§ **Entries taken from a collection**:
┄┄┄┄┄┄┄┄┄┄┄┄┄┄┄┄┄┄┄┄

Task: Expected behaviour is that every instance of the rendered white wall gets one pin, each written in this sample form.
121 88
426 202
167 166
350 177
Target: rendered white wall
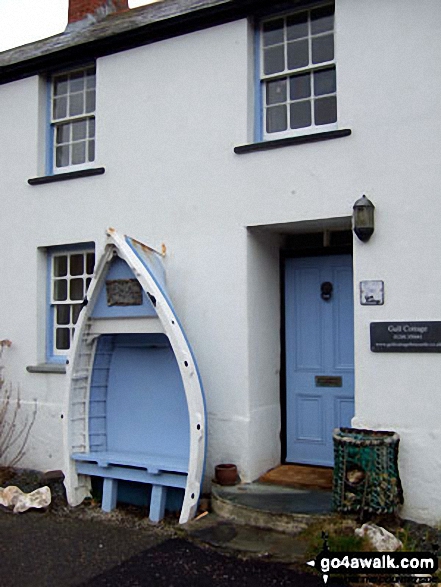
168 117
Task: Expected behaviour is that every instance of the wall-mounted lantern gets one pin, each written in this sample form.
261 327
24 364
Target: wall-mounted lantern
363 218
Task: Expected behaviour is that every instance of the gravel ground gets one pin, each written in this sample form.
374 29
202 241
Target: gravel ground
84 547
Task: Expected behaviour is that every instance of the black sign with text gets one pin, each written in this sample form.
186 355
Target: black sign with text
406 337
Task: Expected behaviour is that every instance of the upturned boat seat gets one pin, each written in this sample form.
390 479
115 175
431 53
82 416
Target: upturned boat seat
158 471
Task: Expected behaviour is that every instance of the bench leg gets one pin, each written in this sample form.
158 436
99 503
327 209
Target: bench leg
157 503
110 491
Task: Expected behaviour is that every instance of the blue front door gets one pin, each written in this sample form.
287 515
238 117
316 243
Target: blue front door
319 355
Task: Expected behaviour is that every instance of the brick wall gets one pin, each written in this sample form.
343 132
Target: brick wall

┄┄┄┄┄┄┄┄┄┄┄┄┄┄┄┄┄┄┄┄

§ **Problem**:
What the reply must contain is an exact transcription of the data above and none of its pictures.

§ **Solution below**:
Task: Expected behaviour is that every instance of the rendered white wall gets one pin, each written in this sample form.
121 88
426 202
167 166
350 177
Target: rendered white wall
168 117
Task: Expected behaviour is that every instance of the wall-mounted lantern gets one pin, each written in this sample form.
261 327
24 364
Target: wall-mounted lantern
363 218
Task: Expected behaviour is that every instance of the gravel ground gets one pin, each written in this sample form.
374 29
202 241
Target: gravel ground
84 547
Task: Expected behaviour is that every instance of the black sign with text gets one pin, each written in this sample form.
186 355
Target: black sign with text
406 337
Task: Expected behaviour is that every instance of the upturned boat seat gets one pin, each written in this sample form.
390 479
115 175
431 53
82 416
Target: upturned boat seat
158 471
Task: Expected behaviour is that every instance of the bench leg gets one pin, each written in this sample form.
158 436
99 503
327 209
Target: bench leg
157 503
110 491
Task: Expected behaviour is that every instance of the blue front door gets one pin, each written in this sample form.
287 515
238 117
316 243
Target: blue front door
319 355
Task: Expected behaviour is that every instance of the brick wall gets one pin, each written in this sample form.
343 132
Target: brick wall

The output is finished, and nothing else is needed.